Exercise instructions: Reproduce the part of the records that opens with the line containing "Could you please point out the ponytail" and closes with the last line of the records, switching "photograph" to "image" and leaving everything else unchanged.

──────────────────────────────

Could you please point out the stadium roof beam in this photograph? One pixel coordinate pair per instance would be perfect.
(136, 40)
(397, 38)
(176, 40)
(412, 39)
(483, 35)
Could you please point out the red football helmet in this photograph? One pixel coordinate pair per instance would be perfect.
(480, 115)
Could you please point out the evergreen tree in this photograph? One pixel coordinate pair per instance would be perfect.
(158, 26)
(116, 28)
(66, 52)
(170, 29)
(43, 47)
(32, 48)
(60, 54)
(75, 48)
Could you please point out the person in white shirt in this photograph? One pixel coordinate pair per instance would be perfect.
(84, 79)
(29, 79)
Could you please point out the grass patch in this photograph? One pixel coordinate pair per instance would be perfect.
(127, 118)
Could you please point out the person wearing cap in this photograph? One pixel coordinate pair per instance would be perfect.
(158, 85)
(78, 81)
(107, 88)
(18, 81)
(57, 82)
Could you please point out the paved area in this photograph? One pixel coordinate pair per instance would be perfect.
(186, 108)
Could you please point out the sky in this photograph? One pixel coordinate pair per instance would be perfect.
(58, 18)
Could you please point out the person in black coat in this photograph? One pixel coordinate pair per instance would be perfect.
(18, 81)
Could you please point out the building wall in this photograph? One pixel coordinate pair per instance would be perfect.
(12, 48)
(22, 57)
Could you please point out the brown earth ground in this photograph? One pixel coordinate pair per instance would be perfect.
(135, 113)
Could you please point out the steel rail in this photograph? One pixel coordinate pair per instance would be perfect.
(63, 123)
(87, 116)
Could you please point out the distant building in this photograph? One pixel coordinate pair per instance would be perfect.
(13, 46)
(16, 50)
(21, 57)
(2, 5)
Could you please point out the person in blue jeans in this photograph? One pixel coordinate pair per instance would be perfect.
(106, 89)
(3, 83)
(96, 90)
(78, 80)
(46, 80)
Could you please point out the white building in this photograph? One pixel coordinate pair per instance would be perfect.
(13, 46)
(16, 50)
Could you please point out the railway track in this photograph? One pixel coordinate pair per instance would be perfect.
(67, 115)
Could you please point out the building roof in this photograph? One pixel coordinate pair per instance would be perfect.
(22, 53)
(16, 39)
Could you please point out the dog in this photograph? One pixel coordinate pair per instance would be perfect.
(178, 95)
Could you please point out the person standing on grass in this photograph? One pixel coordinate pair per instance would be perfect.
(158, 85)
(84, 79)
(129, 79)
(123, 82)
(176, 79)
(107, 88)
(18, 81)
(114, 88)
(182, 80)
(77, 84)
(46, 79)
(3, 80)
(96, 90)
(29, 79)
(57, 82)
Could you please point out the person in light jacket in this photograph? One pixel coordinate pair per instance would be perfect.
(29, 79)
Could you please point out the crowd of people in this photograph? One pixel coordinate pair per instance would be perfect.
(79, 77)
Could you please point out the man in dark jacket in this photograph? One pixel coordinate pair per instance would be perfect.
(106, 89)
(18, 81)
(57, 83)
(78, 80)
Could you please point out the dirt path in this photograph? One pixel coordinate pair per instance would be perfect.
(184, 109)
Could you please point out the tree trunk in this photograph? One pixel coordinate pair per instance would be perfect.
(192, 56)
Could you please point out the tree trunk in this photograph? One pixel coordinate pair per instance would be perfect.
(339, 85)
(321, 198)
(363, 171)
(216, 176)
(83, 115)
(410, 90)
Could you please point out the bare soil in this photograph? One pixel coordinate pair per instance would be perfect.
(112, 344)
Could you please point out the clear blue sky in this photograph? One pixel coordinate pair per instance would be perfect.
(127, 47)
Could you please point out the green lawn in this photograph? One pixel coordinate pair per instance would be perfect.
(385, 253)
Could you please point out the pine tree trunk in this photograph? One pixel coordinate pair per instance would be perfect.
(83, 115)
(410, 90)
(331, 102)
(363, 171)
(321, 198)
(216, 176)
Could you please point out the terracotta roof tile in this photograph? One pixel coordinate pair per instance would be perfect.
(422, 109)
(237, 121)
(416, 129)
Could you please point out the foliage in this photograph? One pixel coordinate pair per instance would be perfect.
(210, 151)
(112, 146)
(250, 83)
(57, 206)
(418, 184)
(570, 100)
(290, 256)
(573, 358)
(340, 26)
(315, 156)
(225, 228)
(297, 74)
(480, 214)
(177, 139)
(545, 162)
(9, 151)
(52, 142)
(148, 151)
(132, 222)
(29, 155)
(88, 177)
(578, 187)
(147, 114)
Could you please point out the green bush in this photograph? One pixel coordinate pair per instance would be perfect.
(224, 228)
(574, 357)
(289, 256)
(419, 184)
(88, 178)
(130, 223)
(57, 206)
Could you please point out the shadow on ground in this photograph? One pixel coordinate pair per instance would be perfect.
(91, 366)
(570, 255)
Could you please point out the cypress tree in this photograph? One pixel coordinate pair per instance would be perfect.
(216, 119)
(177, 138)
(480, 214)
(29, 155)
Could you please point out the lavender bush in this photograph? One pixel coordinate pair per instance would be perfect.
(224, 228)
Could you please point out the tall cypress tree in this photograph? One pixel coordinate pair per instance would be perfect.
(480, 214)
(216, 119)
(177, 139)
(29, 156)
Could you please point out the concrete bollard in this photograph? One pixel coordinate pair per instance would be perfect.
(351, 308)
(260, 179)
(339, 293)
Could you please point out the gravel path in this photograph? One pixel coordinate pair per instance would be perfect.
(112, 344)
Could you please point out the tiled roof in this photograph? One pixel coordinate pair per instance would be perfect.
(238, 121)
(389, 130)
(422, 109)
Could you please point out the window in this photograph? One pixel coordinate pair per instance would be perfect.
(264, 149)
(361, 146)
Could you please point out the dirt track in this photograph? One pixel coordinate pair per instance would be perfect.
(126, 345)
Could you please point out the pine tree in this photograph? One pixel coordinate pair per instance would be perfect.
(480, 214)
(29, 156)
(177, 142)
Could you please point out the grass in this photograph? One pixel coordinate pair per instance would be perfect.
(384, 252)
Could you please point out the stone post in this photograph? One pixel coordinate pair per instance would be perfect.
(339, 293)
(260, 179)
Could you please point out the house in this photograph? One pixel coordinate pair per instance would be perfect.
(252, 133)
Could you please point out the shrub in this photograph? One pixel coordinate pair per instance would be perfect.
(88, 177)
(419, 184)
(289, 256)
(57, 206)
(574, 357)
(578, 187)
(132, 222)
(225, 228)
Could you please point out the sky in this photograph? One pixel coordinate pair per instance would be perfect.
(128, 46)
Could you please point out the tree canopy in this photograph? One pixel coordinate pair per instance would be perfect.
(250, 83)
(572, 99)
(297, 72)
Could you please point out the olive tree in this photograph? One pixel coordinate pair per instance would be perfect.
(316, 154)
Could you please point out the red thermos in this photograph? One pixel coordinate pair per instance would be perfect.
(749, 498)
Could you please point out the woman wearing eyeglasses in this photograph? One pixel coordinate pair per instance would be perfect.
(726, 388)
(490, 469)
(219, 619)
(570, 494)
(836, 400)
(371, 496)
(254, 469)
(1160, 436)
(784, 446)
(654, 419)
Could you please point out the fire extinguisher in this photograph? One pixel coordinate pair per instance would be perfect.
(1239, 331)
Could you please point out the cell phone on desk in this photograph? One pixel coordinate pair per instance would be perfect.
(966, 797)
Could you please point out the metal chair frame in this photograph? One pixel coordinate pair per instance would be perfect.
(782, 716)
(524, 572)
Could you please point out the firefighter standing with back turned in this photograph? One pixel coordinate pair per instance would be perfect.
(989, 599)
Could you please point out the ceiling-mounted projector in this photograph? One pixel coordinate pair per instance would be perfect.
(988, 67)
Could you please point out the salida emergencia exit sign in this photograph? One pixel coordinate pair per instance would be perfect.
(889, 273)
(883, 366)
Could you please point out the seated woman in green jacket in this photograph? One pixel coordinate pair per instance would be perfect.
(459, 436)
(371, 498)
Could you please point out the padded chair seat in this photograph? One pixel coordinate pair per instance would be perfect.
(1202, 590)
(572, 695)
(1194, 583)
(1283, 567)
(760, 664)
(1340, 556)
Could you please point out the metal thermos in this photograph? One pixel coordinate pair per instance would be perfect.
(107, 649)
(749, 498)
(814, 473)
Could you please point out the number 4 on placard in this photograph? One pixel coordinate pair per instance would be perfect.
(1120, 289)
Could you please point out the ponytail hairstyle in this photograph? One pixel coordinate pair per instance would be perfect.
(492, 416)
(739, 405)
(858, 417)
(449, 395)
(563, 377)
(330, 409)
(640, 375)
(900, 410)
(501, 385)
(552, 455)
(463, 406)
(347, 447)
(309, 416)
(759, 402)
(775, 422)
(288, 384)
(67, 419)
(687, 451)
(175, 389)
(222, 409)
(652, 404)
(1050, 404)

──────────────────────────────

Response:
Could you please point out the ponytail hairstyle in this image? One pixel coordinate pair per instance would be perfect.
(492, 416)
(739, 405)
(858, 417)
(449, 395)
(563, 377)
(330, 409)
(640, 375)
(900, 410)
(501, 385)
(552, 455)
(463, 406)
(347, 447)
(309, 416)
(759, 402)
(775, 422)
(288, 384)
(67, 419)
(687, 451)
(175, 389)
(222, 409)
(652, 404)
(1050, 404)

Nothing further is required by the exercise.